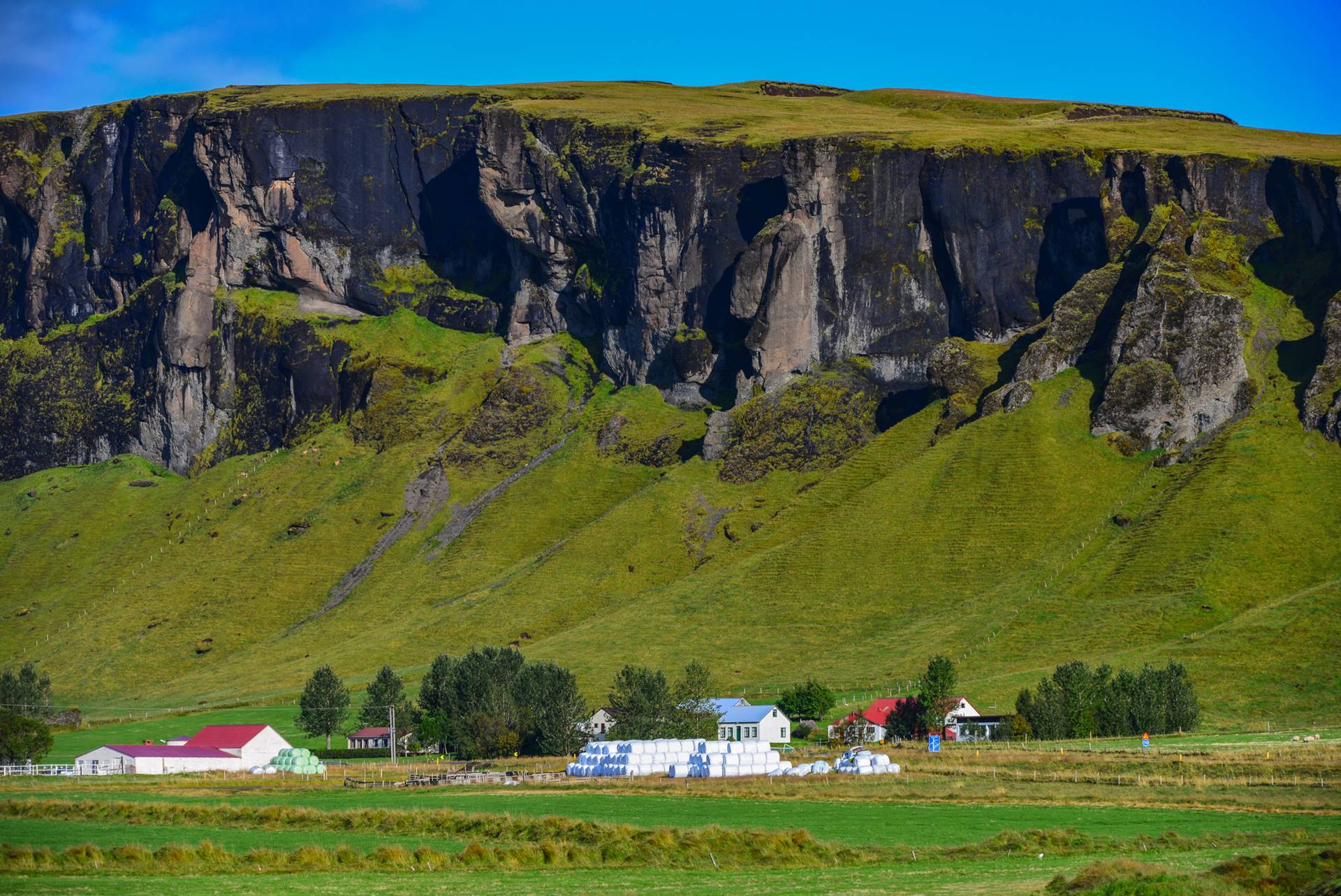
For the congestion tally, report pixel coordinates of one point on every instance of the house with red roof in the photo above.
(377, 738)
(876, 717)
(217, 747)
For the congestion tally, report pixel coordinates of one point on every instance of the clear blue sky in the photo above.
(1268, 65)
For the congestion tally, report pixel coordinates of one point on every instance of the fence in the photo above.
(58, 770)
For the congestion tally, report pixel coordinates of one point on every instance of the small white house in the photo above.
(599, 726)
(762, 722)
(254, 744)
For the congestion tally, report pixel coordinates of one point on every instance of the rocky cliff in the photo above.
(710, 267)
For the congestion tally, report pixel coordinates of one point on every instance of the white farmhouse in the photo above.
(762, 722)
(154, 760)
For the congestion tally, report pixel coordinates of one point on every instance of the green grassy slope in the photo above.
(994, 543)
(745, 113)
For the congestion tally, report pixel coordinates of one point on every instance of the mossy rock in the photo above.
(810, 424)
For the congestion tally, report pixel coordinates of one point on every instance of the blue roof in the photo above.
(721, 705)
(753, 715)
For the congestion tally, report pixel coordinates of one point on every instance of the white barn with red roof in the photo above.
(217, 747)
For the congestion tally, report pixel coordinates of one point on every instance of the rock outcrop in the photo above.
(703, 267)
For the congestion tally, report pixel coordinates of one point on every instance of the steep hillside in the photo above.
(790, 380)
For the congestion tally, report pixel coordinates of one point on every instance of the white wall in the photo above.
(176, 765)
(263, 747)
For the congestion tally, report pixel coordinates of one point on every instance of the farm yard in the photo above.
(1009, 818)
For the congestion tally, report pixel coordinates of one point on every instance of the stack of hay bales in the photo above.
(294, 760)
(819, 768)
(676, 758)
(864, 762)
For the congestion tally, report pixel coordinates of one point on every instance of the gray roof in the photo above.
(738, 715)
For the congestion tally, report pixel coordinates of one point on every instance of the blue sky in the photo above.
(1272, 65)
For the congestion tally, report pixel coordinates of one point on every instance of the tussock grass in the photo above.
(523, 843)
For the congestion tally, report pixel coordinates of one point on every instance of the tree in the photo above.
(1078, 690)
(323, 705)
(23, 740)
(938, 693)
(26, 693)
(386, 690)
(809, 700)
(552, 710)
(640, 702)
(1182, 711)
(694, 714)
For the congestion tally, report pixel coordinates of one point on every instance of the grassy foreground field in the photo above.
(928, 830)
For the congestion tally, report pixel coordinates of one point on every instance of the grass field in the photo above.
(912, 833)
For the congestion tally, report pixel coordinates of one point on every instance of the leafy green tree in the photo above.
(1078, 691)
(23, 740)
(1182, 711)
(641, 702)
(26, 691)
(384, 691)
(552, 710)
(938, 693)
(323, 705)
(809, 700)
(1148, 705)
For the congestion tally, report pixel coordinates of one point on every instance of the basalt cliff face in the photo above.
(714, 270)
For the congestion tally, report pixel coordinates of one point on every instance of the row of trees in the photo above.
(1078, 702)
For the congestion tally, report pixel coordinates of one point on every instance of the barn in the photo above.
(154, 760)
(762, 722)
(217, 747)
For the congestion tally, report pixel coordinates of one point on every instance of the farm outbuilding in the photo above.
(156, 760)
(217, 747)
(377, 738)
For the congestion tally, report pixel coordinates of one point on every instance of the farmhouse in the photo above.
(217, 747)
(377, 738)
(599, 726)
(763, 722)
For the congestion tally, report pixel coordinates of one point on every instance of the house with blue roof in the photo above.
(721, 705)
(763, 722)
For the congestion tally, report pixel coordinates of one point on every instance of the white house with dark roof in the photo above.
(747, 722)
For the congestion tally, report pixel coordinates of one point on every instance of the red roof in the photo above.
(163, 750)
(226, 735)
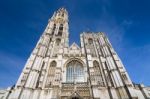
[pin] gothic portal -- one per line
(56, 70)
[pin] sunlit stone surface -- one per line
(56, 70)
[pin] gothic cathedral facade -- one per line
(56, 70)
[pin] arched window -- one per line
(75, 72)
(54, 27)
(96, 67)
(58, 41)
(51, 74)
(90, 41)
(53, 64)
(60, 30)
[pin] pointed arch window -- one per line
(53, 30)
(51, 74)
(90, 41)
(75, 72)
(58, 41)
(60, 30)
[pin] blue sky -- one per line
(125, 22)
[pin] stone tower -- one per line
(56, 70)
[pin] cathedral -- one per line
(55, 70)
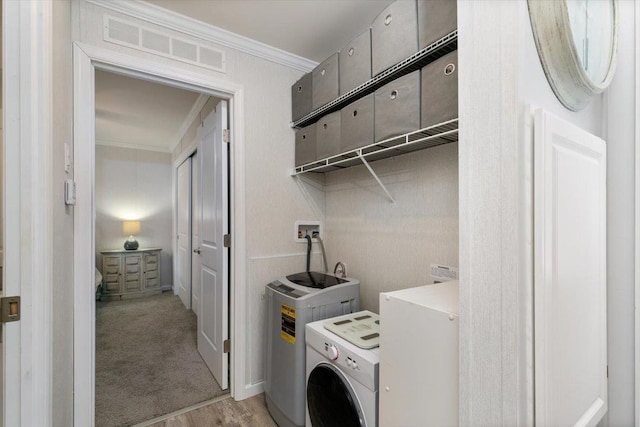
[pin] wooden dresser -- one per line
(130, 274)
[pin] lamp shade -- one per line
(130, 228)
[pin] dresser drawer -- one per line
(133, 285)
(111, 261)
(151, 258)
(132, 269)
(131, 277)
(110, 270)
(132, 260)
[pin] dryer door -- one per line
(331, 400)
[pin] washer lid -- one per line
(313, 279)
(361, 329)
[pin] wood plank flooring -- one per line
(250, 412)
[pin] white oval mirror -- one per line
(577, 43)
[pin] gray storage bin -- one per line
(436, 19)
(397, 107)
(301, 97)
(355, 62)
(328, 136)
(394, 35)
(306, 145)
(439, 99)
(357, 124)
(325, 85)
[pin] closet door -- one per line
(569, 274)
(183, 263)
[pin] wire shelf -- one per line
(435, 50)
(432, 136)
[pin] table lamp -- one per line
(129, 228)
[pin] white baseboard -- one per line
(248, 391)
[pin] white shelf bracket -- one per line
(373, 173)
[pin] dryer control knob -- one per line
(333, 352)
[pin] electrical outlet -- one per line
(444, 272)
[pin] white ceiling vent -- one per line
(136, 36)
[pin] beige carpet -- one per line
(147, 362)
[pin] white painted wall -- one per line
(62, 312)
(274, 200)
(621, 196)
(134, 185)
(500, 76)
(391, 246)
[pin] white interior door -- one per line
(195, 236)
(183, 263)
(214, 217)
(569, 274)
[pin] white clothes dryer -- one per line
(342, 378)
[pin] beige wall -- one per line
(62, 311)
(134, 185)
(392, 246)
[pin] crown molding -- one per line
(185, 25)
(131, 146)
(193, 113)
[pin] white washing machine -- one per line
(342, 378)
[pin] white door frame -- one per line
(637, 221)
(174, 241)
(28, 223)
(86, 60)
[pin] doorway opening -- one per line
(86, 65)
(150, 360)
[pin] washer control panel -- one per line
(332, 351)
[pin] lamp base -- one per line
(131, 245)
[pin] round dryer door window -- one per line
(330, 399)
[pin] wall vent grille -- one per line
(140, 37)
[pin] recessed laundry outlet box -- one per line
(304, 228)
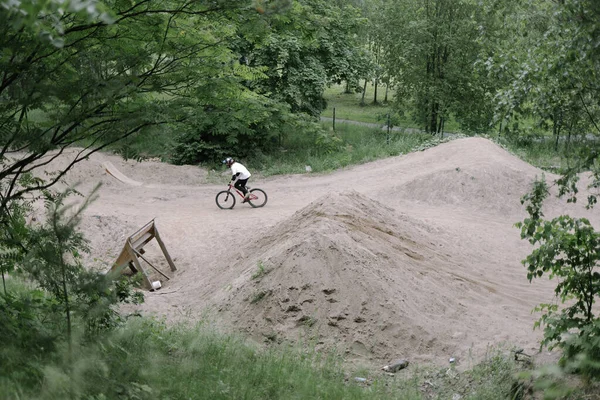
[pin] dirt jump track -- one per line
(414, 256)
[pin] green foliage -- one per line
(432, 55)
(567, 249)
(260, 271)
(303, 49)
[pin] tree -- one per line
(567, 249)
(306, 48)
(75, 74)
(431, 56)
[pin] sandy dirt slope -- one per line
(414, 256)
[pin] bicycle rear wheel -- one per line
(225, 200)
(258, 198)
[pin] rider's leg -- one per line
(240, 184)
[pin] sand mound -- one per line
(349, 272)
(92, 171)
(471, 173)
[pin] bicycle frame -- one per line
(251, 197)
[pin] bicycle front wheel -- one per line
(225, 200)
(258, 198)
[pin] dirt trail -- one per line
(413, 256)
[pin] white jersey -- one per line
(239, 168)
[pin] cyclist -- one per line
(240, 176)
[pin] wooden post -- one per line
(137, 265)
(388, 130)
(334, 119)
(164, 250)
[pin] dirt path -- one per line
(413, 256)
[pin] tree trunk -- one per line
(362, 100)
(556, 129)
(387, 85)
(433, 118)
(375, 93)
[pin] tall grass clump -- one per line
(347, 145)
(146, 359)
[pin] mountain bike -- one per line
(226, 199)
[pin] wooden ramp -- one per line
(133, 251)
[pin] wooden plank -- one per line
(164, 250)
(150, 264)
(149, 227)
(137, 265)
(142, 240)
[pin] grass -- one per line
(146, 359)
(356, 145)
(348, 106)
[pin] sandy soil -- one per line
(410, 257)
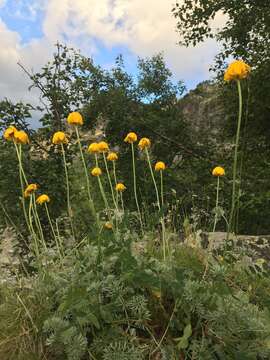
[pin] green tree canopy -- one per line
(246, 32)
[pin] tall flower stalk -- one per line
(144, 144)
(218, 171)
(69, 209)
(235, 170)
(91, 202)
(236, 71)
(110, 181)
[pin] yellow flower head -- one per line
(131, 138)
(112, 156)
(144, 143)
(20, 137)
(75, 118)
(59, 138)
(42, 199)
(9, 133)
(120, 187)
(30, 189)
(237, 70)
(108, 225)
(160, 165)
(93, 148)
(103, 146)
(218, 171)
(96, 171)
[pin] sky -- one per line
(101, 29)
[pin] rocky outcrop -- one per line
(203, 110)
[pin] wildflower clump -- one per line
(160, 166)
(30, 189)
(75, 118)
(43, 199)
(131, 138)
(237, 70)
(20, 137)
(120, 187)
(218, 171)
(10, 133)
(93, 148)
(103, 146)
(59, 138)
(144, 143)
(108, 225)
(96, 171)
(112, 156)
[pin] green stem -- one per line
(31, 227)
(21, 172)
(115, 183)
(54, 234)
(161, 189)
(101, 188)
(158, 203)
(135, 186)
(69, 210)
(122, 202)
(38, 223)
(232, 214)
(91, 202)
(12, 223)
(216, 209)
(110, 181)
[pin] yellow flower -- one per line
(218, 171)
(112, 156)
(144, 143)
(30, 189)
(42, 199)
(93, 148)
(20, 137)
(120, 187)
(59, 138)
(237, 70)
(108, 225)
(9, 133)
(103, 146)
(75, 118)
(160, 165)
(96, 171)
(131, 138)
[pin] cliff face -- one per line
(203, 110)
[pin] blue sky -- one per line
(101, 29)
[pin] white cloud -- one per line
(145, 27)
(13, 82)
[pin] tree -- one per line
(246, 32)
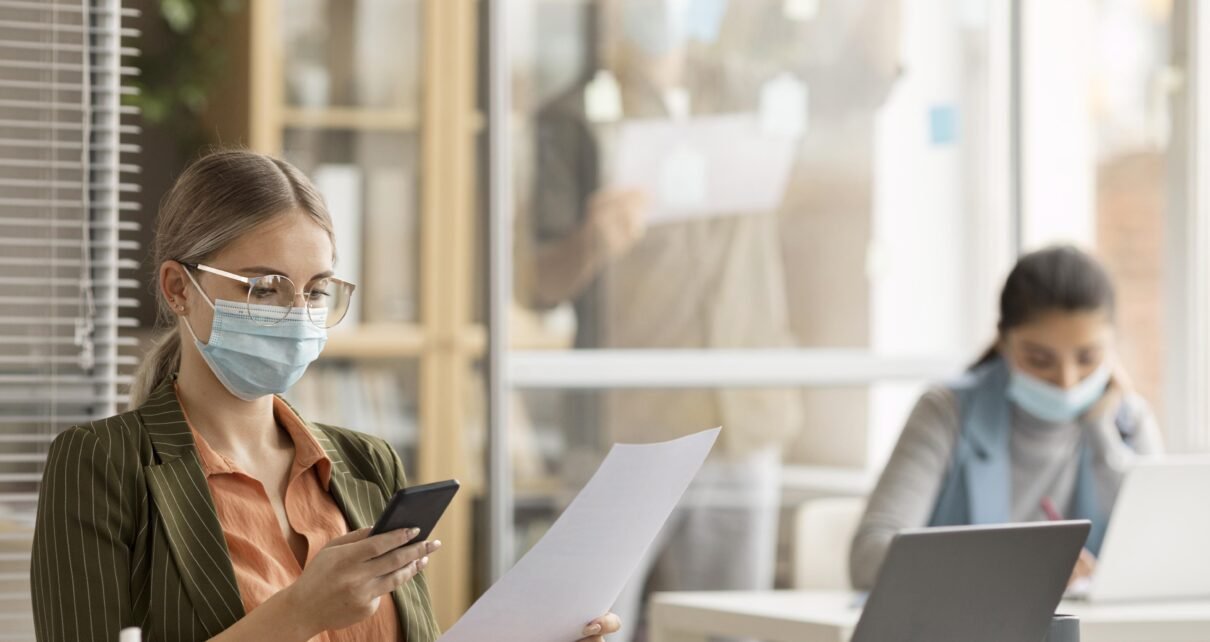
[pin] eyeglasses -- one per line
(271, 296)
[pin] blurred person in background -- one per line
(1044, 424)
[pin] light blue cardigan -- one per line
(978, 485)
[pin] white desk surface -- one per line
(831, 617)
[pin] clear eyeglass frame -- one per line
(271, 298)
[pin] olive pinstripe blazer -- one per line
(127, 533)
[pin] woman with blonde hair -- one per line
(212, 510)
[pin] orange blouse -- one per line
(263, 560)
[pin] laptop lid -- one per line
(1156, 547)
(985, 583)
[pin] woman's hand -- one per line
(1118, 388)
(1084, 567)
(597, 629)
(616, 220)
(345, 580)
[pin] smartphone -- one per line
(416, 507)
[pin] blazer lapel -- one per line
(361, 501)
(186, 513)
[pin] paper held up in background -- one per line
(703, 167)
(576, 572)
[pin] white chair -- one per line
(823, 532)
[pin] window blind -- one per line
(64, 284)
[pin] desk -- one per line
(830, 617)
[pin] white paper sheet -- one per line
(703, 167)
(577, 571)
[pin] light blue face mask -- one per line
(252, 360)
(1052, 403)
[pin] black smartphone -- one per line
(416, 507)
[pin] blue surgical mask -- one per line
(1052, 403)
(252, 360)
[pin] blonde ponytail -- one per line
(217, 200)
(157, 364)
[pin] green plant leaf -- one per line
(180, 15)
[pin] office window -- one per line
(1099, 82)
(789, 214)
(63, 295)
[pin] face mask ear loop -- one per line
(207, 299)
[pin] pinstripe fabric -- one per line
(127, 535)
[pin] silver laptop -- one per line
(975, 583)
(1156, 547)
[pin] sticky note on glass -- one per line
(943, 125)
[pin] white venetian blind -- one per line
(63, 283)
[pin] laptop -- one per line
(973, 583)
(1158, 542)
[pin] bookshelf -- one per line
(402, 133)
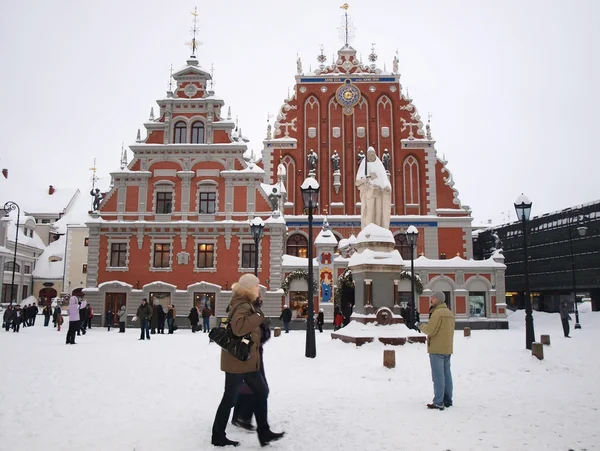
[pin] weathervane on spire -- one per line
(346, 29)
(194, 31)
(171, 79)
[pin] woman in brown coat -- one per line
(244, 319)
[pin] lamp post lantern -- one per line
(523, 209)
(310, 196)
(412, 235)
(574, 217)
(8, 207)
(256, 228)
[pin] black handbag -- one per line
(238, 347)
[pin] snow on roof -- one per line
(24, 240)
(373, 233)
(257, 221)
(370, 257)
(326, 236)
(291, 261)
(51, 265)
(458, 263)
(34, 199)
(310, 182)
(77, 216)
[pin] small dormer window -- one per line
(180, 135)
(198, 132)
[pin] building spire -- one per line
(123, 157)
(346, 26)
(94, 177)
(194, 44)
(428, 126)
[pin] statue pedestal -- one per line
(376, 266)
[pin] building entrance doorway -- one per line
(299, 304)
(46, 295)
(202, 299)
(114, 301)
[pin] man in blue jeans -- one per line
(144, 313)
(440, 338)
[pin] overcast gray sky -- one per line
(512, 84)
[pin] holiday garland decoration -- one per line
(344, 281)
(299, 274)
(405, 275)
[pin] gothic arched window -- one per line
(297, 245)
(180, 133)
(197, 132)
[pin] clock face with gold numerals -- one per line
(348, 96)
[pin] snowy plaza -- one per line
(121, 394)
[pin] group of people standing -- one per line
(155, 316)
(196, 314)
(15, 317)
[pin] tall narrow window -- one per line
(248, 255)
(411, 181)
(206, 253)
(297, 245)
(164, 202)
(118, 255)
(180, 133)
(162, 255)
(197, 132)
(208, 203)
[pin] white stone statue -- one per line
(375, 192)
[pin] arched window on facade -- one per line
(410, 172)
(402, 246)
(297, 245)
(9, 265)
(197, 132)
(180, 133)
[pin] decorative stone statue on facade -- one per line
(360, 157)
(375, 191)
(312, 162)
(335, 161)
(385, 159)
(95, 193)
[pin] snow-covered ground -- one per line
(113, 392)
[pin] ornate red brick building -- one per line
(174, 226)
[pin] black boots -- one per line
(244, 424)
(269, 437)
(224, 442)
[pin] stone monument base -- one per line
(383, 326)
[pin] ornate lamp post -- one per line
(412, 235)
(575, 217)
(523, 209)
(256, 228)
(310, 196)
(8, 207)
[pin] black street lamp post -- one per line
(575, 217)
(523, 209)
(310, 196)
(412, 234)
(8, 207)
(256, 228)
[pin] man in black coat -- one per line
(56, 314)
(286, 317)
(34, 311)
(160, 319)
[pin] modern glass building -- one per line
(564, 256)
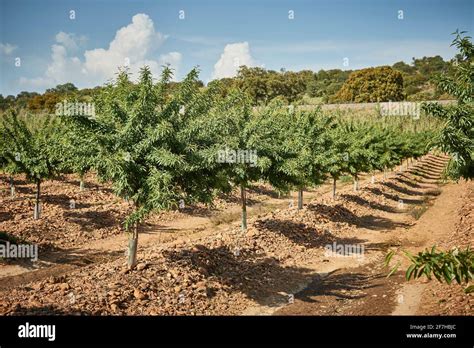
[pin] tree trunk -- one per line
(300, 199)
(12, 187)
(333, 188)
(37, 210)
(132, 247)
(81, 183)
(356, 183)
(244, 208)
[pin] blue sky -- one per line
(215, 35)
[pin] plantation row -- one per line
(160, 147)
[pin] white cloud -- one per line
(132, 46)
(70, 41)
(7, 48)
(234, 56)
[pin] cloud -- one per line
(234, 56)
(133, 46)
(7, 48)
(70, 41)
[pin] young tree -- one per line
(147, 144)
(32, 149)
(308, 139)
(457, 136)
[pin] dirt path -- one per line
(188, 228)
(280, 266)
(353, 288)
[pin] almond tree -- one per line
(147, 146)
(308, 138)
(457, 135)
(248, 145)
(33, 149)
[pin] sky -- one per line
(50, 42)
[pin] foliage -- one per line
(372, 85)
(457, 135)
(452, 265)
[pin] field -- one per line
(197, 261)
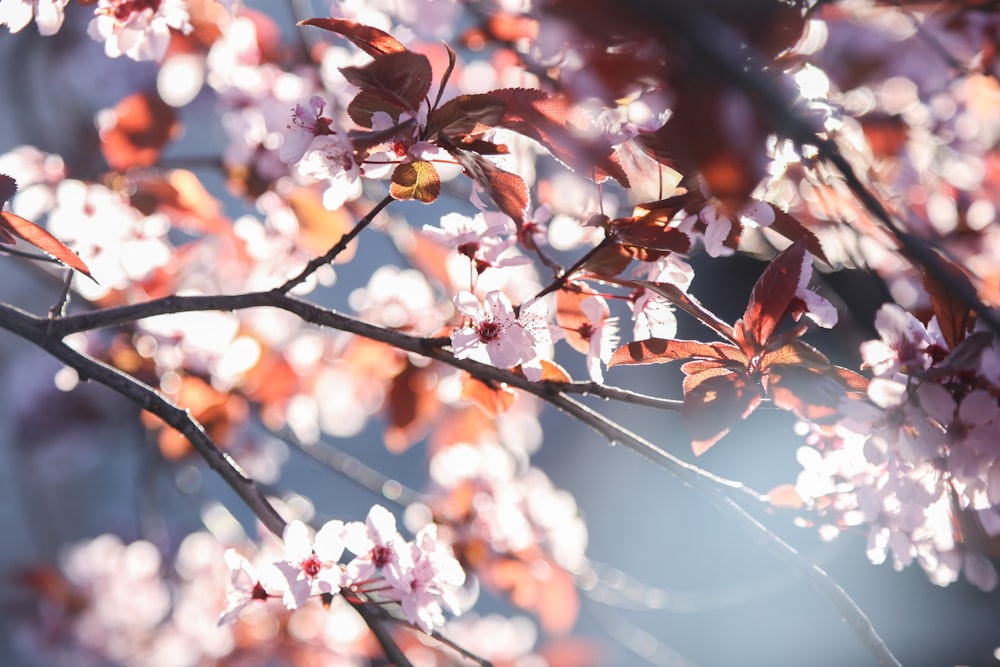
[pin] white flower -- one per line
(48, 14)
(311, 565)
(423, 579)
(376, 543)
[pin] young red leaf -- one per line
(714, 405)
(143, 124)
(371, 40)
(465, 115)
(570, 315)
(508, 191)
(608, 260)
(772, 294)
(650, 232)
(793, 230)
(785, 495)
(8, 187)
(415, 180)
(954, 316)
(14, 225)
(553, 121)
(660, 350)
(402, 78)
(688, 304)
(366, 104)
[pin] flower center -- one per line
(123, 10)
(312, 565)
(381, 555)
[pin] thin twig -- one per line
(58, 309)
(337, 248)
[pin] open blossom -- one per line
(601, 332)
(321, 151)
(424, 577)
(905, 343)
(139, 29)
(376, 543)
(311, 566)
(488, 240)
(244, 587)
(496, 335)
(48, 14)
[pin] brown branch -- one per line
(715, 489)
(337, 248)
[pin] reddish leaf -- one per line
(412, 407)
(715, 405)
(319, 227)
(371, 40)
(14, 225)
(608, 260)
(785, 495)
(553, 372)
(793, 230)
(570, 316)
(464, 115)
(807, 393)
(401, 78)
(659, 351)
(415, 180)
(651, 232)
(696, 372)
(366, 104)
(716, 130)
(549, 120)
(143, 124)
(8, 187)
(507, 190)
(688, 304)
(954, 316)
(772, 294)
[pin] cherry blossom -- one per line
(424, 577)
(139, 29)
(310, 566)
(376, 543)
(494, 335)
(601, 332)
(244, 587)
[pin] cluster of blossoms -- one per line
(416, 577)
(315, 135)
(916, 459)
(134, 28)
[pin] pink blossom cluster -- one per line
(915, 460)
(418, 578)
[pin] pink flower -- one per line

◇ ◇ ◇ ◇

Output, exactly and with nothing else, the lines from the line containing "[pin] pink blossom cluster -- one per line" to the end of the entries.

(RESULT OF THE EXERCISE):
[pin] pink blossom cluster -- one per line
(915, 460)
(418, 578)
[pin] pink flower -- one per line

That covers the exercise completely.